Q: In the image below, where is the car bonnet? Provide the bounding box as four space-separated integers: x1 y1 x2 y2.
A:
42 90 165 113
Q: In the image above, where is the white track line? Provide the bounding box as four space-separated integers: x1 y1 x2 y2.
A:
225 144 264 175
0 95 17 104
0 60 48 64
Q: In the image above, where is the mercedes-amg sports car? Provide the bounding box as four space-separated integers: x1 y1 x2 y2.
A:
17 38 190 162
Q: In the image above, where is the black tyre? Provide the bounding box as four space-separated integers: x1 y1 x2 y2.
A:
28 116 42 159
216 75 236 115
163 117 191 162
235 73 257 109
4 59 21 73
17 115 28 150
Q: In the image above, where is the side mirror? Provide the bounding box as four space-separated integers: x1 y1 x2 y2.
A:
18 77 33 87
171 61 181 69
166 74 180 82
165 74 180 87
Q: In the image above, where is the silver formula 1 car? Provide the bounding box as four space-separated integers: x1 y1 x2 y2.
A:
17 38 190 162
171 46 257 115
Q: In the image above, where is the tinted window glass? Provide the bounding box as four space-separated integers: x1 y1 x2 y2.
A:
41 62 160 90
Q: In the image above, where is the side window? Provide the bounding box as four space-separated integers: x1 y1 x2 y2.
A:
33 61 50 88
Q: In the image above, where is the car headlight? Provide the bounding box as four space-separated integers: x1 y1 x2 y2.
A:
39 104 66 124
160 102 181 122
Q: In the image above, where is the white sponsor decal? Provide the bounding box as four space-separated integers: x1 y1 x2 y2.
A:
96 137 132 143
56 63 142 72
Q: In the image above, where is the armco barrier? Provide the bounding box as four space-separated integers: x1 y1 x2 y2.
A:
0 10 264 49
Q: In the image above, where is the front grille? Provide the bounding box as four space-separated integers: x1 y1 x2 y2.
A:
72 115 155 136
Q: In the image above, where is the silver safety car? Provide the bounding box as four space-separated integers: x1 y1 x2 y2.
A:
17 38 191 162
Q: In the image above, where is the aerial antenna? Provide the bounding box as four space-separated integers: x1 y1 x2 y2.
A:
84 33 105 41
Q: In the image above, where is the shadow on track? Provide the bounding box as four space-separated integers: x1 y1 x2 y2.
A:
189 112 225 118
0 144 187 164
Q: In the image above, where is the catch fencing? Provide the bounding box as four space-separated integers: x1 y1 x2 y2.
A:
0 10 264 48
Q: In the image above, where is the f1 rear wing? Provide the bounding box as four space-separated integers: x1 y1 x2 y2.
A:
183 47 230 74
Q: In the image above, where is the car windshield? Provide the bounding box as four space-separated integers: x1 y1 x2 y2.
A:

-----

EXERCISE
In the records above, find every line with the word "window" and copy it.

FINAL ANSWER
Q: In the image above, where is the tinted window glass? Provide the bounding box as four space-separated integers: x1 y1 x2 y2.
Q: In the image above, where is the side window? Provide the bounding box as four space-separated integers: x1 y1 x2 y2.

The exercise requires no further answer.